Prior to the foundation of the Syrian official football league, the club have competed in various regional competitions in the Aleppo Governorate such as the regional league of Aleppo and the Aleppo Municipality Shield (درع بلدية حلب).

They have played in the Syrian Premier League starting from the first ever season in 1966–1967 until 1982–1983 when they were relegated to the 2nd division. Since then, the team failed to return to the top level.

During 2011–2012 season, the club came 5th in the Syrian 2nd Division; 4th Regional Group, thus maintaining their place in the current level (second highest in Syria) for the next season.

In August 2025, the Syrian Ministry of Youth and Sports announced an official decision to rename Al-Yarmouk SC to its original and historical name, "Homenetmen Aleppo Club."

==Football team achievements==
- Syrian Cup: 1
Winner : 1964
Runner-up : 1966, 1968

==Current squad==

 (captain)

◆ ◆ ◆ ◆ ◆ ◆ ◆

### Task objective:
List every season that the passage on the Aleppo football club gives as a span of two years. The rows aren't needed for what follows.

### Record extracts:
◆ ◆ ◆ ◆ ◆ ◆ ◆

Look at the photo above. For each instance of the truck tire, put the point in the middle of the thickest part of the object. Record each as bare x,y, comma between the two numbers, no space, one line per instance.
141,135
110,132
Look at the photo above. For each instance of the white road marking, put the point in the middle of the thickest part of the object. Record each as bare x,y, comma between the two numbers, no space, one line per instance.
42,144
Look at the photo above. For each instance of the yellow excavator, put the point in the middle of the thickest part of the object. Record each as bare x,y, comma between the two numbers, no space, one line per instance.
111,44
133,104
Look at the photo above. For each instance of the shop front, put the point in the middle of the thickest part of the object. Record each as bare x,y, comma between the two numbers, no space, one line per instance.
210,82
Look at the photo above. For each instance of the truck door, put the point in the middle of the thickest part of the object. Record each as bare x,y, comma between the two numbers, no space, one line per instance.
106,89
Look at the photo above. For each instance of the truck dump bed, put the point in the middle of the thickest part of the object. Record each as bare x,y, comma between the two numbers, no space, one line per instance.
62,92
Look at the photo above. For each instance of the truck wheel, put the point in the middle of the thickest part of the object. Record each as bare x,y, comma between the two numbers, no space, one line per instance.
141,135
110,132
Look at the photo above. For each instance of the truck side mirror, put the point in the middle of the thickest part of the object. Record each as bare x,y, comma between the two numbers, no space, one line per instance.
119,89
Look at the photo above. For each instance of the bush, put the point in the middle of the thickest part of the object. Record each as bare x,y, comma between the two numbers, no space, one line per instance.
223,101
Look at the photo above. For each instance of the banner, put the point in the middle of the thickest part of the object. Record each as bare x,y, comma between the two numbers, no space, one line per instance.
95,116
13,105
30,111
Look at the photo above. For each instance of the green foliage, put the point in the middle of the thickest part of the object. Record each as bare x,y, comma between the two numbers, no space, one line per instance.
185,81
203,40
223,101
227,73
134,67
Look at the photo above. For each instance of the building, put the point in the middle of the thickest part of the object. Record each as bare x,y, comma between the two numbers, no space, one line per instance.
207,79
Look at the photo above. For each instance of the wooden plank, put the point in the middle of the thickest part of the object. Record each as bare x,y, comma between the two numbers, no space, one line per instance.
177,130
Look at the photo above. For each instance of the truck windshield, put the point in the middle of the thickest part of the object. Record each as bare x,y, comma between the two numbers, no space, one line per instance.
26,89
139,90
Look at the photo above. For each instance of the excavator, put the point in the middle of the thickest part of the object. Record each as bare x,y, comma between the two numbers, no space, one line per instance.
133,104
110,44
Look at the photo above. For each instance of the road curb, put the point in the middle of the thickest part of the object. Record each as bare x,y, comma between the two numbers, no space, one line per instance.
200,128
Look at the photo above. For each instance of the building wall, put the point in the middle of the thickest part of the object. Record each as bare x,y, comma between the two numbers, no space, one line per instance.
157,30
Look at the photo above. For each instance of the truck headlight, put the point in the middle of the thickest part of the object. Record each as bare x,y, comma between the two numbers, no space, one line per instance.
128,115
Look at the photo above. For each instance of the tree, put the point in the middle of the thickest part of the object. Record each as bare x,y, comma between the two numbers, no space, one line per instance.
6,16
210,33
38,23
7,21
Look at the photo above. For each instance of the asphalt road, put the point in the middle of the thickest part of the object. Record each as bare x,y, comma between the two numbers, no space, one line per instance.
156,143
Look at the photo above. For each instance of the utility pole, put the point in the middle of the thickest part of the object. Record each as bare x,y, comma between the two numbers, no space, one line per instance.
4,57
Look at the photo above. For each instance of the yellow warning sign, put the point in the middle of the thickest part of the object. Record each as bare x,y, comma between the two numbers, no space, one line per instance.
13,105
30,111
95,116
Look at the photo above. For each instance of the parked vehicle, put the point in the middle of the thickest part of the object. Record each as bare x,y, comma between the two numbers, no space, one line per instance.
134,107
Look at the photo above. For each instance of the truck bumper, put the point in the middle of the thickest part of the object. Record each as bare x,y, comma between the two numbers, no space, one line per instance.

◆ ◆ ◆ ◆ ◆ ◆ ◆

### Result:
- 1966–1967
- 1982–1983
- 2011–2012